#### Text shown
In 1961 President John F. Kennedy promised that the
United States would land a man on the moon by the end of the decade. The sheer
audacity and scale of Kennedy’s vision is now hard to comprehend. It would cost
$120 billion, employ 400,000 people at its peak, use rockets and computers not
yet even imagined, let alone designed, and new alloys yet to be discovered.
Before the Apollo project began NASA's Mercury and Gemini
programs put astronauts into Earth orbit and tested docking procedures
necessary for a lunar landing. Launched by the largest rocket built, the mighty
Saturn V, the Apollo spacecraft was made up of three parts.
These were the
command module where the astronauts lived on the journey and the only part that
returned to Earth; the service module that provided the power and consumables;
and the lunar module that would allow the astronauts to descend to the lunar
surface.
The first manned spacecraft to orbit the moon was Apollo
8 on Christmas Day, 1968, famous for the iconic ‘Earthrise’ photograph that
showed the fragility of our planet along with Commander Jim Lovell’s beautiful Genesis
narrative. On July 16, 1969 Apollo 11 blasted off from Cape Kennedy with astronauts
Neil Armstrong, Edwin Aldrin and Michael Collins on board. On July 20, 1969 the
lunar module "Eagle", with Armstrong and Aldrin aboard descended to the
Sea of Tranquillity on the lunar surface, an event watched by millions worldwide
on television. Armstrong lowered a ladder and stepped down on the moon's
surface. It was "one small step for man, but one giant leap for
mankind." It was the first step by mankind on another world.

#### Dataset records
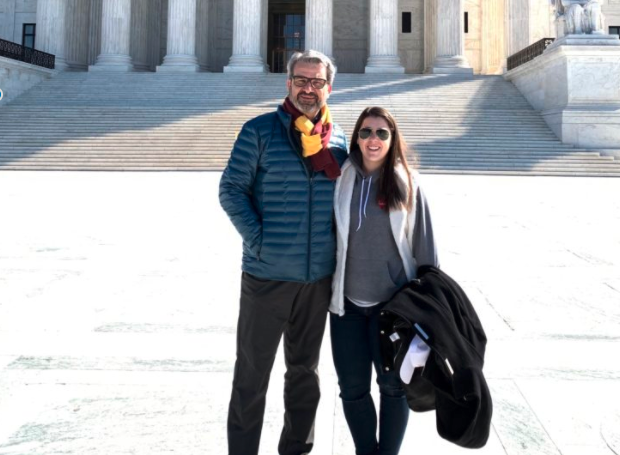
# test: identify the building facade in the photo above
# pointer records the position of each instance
(409, 36)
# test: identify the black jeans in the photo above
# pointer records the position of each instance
(355, 348)
(268, 310)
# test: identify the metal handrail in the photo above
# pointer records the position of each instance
(25, 54)
(529, 53)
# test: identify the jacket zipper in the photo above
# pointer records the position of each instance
(311, 182)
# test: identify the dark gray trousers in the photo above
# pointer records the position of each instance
(268, 310)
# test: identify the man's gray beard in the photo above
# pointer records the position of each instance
(308, 111)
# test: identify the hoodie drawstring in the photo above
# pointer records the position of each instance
(364, 200)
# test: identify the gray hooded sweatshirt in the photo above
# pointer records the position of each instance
(374, 269)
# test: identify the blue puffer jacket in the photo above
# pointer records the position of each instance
(282, 209)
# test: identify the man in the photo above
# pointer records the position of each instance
(278, 190)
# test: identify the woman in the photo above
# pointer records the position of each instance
(384, 234)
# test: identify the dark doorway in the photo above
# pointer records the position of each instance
(287, 33)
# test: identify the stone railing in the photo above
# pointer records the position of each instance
(529, 53)
(24, 54)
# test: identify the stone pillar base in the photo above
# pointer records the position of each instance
(585, 40)
(112, 62)
(574, 84)
(180, 63)
(453, 64)
(594, 127)
(60, 64)
(110, 68)
(457, 71)
(387, 64)
(245, 64)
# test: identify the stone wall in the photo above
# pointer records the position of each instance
(13, 15)
(611, 9)
(351, 27)
(221, 25)
(411, 45)
(473, 37)
(17, 77)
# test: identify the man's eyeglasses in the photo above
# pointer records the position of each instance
(315, 82)
(381, 133)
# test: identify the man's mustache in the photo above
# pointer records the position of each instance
(308, 94)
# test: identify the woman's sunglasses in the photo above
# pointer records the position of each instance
(381, 133)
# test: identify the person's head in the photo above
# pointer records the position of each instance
(310, 78)
(377, 139)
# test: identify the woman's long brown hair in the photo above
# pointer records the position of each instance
(389, 191)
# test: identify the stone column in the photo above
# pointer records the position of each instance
(115, 37)
(319, 26)
(384, 38)
(181, 43)
(139, 48)
(51, 29)
(450, 58)
(77, 22)
(247, 28)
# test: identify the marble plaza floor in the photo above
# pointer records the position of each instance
(119, 298)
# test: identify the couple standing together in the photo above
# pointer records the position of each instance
(288, 178)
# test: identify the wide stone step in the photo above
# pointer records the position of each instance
(152, 122)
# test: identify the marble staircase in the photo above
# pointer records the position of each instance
(188, 122)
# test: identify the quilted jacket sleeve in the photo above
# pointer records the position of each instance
(237, 186)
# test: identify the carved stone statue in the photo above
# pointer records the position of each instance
(579, 16)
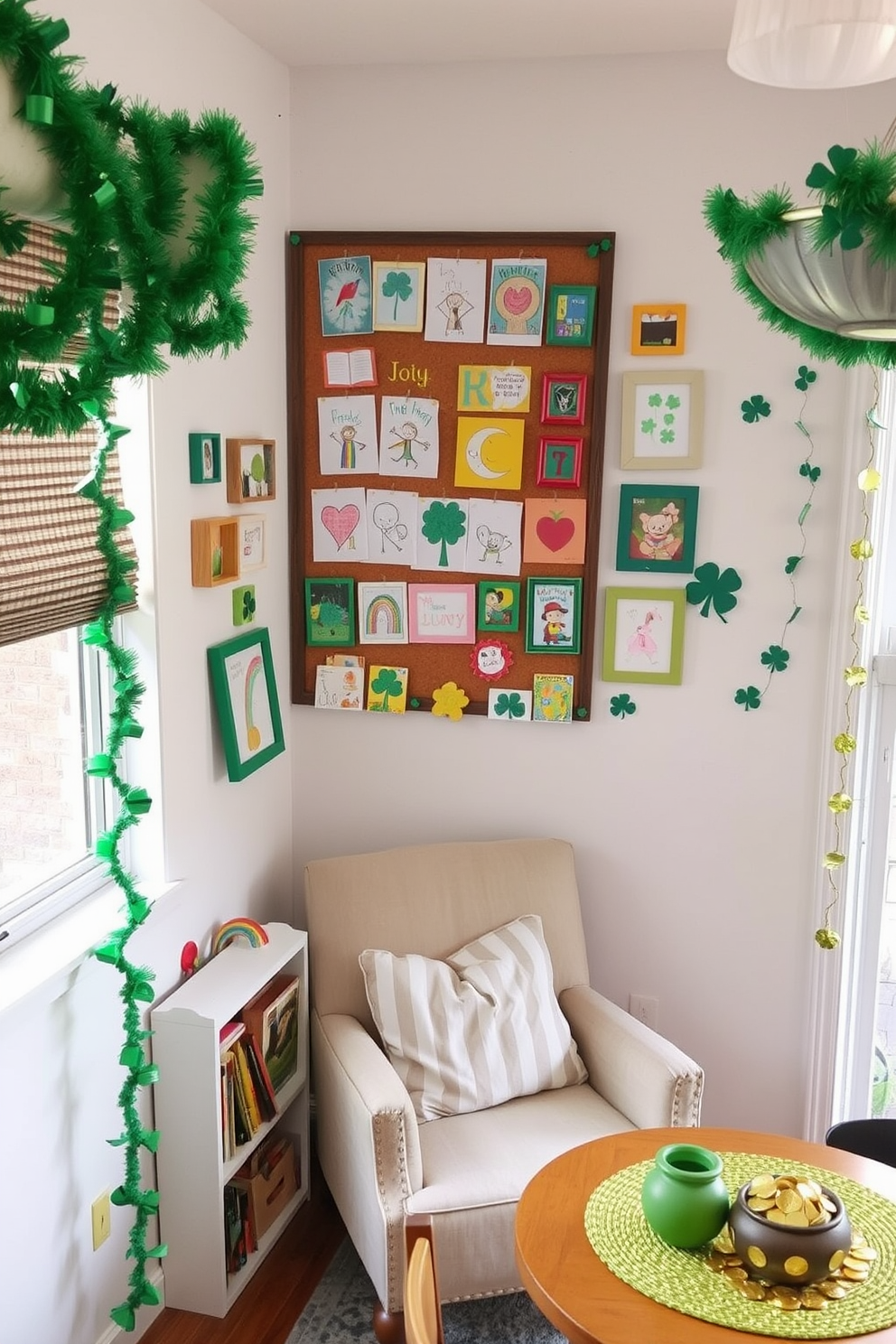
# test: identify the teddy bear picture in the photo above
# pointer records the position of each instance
(658, 528)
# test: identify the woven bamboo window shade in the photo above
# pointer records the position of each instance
(51, 574)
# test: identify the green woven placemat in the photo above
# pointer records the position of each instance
(618, 1231)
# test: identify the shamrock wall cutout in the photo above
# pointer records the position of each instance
(752, 409)
(714, 589)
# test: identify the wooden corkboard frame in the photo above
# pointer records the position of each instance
(574, 258)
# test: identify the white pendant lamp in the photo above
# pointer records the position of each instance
(815, 43)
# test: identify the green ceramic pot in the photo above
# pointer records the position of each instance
(684, 1198)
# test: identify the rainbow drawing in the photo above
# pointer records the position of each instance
(254, 934)
(253, 734)
(383, 616)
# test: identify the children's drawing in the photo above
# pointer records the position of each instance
(516, 302)
(510, 705)
(387, 690)
(551, 698)
(391, 527)
(493, 387)
(490, 453)
(382, 613)
(443, 613)
(347, 432)
(441, 534)
(408, 437)
(345, 296)
(493, 537)
(397, 296)
(339, 688)
(554, 531)
(454, 300)
(339, 525)
(644, 636)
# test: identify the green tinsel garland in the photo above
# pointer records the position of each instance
(856, 210)
(121, 168)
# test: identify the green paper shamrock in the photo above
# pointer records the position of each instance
(749, 696)
(775, 658)
(714, 588)
(509, 703)
(755, 407)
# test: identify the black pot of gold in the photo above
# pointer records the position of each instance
(789, 1230)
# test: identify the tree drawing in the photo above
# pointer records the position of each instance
(386, 683)
(443, 523)
(397, 284)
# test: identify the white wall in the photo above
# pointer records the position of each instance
(228, 845)
(694, 821)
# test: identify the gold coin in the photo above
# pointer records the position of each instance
(812, 1299)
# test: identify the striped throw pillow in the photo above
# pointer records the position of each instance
(477, 1029)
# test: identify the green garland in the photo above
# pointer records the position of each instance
(856, 211)
(123, 170)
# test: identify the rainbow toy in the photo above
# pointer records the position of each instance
(254, 934)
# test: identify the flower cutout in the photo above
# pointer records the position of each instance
(752, 409)
(775, 658)
(509, 703)
(449, 702)
(714, 588)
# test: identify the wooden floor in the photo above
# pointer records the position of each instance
(270, 1304)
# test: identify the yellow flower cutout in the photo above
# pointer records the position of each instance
(449, 700)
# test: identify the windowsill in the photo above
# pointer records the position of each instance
(47, 958)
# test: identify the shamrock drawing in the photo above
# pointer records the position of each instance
(775, 658)
(749, 696)
(714, 589)
(755, 407)
(509, 703)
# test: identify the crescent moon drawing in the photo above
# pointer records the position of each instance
(474, 453)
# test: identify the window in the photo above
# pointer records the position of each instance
(54, 703)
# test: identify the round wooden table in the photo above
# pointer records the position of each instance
(574, 1288)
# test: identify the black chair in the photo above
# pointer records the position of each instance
(874, 1139)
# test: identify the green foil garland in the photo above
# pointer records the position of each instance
(123, 171)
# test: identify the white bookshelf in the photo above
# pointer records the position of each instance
(188, 1113)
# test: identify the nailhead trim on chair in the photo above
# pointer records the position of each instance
(388, 1143)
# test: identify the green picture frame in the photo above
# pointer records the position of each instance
(204, 459)
(570, 314)
(498, 605)
(330, 611)
(644, 635)
(658, 530)
(245, 695)
(554, 616)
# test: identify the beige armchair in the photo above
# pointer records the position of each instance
(466, 1171)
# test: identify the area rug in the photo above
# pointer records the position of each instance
(341, 1310)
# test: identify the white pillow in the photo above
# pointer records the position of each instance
(477, 1029)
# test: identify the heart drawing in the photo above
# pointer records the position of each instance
(518, 300)
(555, 531)
(341, 522)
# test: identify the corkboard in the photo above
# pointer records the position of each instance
(402, 360)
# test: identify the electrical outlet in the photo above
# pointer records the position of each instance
(645, 1010)
(101, 1219)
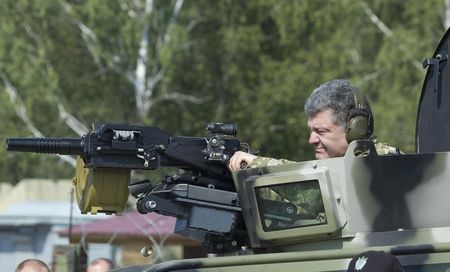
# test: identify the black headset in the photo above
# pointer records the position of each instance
(359, 119)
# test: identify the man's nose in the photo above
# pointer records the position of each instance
(313, 138)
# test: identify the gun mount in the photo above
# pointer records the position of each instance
(202, 196)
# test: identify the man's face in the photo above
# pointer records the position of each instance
(328, 138)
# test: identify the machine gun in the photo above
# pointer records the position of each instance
(202, 197)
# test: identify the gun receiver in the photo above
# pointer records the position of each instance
(203, 190)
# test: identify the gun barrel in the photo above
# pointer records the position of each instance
(63, 146)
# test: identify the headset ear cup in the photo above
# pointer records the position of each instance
(358, 125)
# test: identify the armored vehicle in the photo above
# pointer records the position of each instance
(306, 216)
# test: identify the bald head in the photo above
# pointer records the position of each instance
(32, 265)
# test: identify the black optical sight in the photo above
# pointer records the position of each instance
(221, 128)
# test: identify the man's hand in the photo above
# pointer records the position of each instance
(240, 157)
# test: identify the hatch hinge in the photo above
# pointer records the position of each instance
(436, 63)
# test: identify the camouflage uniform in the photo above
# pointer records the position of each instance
(381, 148)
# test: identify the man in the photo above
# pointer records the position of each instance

#### Using the information
1. Rewrite the paragraph of the moon landing text that begins "In 1961 President John F. Kennedy" as a short list of its main facts.
2. According to the moon landing text, which rocket launched the Apollo spacecraft?
The listing has nothing to do with the moon landing text.

#### Exercise results
1.
- In 1961 President John F. Kennedy promised that the United States would land a man on the moon by the end of the decade.
- The audacity and scale of his vision are now hard to comprehend.
- The project would cost $120 billion.
- It would employ 400,000 people at its peak.
- It would use rockets and computers not yet imagined and new alloys yet to be discovered.

2. The Saturn V, the largest rocket built.